> Written exercise
Please edit the records below by replacing "thickest part" with "widest part" everywhere it appears, keeping everything else the same. Leave the pictures out of your answer.
====== Given information
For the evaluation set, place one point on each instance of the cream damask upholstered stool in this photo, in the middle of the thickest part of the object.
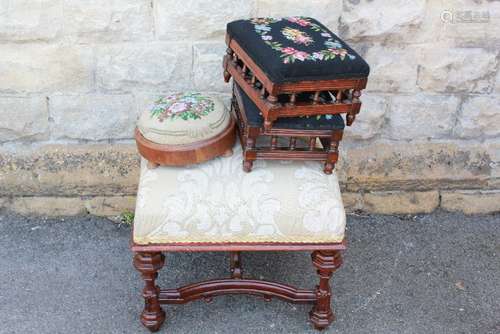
(185, 128)
(216, 206)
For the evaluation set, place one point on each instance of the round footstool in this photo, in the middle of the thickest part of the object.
(185, 128)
============
> Task result
For the evaluation set, place one point on each instance of the cream damask upholstered stool in this photo, in the middle of the widest part of the object.
(185, 128)
(216, 206)
For the evaluation set, place one point on each instance of the round footstool in this photo, in the middle of the widest part of the object.
(185, 128)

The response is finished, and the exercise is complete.